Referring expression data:
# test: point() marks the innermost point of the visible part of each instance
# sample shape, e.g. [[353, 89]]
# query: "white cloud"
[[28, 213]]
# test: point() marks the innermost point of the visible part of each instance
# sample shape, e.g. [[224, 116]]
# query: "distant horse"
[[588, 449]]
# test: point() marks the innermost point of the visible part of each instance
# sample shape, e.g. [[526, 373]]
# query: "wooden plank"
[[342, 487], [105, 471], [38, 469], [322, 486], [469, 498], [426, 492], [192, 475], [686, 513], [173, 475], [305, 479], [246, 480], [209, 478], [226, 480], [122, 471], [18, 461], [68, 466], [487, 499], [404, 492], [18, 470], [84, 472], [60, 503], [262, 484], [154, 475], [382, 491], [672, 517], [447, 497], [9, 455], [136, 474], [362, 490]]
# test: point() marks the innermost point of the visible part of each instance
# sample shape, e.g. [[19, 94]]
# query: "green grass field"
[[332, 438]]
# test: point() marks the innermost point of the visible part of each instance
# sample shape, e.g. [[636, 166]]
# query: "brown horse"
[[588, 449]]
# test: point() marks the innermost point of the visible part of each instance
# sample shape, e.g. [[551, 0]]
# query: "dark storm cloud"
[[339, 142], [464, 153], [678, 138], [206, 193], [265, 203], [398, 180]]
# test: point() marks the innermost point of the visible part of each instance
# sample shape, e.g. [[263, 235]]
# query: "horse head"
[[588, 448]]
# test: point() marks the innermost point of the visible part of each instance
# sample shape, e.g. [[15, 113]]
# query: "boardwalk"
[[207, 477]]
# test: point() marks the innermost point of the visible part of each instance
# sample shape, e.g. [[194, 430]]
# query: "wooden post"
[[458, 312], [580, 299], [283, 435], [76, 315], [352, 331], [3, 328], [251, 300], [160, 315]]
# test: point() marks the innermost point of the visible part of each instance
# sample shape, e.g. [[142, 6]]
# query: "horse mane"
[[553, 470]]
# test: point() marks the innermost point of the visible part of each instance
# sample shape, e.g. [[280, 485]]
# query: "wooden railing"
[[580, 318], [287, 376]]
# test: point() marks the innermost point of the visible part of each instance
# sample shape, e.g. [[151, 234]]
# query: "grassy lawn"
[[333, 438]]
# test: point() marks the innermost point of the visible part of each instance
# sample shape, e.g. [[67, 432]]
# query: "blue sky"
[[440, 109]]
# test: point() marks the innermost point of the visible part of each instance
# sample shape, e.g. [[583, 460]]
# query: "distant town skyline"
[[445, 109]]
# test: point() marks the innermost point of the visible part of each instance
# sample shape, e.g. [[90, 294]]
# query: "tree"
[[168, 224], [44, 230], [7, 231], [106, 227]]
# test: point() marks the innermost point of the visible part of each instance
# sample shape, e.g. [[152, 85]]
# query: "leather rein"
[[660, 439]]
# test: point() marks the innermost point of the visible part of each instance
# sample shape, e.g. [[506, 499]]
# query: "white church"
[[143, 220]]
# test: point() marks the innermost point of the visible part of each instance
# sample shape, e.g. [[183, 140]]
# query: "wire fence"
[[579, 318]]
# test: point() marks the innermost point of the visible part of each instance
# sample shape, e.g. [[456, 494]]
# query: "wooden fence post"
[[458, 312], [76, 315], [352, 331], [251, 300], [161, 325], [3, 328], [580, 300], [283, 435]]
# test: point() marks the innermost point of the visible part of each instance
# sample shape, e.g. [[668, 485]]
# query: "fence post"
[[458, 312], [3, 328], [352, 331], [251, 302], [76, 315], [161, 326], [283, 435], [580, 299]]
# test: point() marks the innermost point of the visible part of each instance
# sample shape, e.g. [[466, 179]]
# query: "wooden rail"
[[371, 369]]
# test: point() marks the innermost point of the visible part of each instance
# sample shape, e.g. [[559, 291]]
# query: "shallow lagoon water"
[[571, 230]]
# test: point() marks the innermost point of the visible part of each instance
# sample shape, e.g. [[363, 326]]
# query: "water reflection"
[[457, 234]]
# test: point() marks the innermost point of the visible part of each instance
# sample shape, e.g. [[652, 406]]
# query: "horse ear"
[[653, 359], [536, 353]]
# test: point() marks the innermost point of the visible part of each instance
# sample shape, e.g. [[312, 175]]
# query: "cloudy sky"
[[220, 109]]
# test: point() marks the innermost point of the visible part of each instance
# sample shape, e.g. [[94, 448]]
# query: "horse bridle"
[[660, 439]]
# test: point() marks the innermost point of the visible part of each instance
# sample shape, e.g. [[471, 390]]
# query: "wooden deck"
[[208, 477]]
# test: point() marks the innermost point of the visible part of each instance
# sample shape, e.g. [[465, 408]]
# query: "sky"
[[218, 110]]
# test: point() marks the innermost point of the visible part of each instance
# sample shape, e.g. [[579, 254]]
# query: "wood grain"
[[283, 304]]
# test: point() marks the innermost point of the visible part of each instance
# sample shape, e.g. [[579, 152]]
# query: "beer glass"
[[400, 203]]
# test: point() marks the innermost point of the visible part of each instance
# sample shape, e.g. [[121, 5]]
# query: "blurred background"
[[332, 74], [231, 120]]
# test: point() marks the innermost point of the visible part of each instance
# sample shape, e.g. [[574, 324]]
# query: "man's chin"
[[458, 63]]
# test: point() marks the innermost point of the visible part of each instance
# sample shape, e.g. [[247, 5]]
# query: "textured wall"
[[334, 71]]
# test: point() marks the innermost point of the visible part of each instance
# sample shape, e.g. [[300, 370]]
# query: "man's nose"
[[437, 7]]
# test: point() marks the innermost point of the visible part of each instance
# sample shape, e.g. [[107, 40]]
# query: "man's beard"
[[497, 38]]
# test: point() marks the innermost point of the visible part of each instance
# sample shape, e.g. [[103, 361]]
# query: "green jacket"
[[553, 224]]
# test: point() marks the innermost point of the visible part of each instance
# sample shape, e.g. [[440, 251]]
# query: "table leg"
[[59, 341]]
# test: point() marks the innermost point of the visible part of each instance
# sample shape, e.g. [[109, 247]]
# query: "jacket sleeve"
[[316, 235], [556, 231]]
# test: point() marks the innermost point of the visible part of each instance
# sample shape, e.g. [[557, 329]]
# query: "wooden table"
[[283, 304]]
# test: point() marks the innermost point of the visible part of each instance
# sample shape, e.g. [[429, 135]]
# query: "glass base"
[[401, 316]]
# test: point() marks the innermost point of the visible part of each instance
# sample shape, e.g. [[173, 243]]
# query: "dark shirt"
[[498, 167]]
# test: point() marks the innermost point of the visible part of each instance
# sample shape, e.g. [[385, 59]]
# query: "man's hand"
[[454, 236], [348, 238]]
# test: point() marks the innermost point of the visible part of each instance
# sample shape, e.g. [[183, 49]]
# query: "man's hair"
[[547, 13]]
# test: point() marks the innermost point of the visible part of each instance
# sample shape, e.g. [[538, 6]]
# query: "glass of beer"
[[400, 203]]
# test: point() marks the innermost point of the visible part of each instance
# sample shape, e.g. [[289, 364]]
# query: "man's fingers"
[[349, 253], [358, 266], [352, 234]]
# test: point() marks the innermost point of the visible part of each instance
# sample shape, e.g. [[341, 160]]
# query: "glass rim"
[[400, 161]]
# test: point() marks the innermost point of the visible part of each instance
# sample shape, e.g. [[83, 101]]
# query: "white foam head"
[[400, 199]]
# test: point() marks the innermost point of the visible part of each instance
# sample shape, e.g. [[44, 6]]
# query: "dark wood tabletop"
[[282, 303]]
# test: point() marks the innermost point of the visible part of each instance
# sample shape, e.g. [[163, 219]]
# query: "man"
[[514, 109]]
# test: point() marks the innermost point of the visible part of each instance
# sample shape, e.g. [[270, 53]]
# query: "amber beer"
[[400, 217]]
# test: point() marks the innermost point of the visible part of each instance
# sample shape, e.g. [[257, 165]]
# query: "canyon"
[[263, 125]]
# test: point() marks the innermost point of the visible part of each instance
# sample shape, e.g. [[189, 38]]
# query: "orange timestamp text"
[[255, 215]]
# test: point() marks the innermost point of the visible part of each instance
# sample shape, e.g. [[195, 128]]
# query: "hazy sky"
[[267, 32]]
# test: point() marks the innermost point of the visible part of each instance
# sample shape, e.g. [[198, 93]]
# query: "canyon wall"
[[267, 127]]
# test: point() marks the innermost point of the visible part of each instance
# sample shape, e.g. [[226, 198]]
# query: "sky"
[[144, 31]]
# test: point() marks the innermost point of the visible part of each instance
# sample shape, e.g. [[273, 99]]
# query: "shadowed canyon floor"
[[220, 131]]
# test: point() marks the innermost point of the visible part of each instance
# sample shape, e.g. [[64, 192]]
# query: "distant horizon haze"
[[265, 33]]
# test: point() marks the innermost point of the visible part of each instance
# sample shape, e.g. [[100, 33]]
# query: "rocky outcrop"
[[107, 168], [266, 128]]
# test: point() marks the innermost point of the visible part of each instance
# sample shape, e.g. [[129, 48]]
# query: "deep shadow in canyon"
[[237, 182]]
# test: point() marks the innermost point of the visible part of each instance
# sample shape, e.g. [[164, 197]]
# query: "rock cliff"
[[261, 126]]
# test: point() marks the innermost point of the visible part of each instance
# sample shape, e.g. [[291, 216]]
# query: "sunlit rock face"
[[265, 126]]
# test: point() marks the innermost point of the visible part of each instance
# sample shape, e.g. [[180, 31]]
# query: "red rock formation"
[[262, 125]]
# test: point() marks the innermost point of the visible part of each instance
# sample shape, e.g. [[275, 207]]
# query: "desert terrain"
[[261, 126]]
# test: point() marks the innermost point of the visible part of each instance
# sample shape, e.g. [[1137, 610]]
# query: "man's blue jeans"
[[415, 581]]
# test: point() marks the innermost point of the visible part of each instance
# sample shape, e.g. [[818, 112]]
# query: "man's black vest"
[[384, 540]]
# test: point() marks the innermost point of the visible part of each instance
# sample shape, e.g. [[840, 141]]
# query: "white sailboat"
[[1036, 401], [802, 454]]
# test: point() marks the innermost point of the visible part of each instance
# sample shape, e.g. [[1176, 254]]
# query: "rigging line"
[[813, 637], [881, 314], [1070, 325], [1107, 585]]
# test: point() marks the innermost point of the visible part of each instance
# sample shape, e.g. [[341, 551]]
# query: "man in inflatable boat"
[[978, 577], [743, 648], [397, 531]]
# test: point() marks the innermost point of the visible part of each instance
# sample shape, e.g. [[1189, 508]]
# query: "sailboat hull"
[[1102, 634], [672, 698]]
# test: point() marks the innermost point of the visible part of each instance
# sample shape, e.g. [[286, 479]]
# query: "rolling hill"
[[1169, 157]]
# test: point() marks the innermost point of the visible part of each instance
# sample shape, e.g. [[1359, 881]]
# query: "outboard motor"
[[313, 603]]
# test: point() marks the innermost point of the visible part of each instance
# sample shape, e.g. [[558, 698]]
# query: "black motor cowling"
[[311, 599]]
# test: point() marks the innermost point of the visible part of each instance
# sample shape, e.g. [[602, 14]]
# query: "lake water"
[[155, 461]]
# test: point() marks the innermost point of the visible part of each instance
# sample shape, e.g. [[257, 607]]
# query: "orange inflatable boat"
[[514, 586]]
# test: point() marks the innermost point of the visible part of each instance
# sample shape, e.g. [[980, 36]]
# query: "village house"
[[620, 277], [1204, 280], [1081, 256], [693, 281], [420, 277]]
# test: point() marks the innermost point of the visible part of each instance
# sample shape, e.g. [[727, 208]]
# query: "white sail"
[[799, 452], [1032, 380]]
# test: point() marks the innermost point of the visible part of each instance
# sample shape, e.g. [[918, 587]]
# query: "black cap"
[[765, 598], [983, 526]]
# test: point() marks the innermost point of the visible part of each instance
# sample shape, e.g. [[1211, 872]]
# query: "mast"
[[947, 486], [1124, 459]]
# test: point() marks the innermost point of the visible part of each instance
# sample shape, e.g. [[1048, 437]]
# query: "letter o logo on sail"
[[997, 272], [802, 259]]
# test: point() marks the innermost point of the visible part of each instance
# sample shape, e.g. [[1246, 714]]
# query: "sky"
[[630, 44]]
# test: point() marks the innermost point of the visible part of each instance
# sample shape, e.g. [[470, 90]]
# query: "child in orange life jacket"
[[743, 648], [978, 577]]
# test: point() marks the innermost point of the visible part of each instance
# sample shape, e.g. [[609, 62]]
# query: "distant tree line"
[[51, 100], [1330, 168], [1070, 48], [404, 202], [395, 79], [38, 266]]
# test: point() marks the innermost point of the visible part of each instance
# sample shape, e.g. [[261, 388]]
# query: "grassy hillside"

### Exercise:
Begin with the line above that has "# sample shape, e.g. [[83, 101]]" and continue through the line that has "# sample shape, e.g. [[195, 128]]", setting each one down exactly. Stop there.

### Response box:
# sample shape, e.g. [[83, 101]]
# query: "white foam head"
[[400, 199]]
# test: point() marks the innermost point of the visible part of each instance
# sample shape, e.g. [[44, 6]]
# query: "dark wood tabletop"
[[282, 303]]
# test: point() marks the innermost point of the visible part of each instance
# sample shape, e.g. [[163, 219]]
# query: "man"
[[514, 109]]
# test: point() marks the innermost point of the visible part of each instance
# sample shape, e.g. [[270, 53]]
# query: "amber beer"
[[400, 217]]
# test: point() marks the innermost point of the visible part of each instance
# sample shape, e.g. [[257, 165]]
# query: "canyon"
[[263, 125]]
# test: point() marks the innermost point of the visible part of each instance
# sample shape, e.g. [[189, 38]]
# query: "orange timestamp text"
[[255, 215]]
# test: point() marks the innermost point of the visible part of each instance
# sample shape, e.g. [[195, 128]]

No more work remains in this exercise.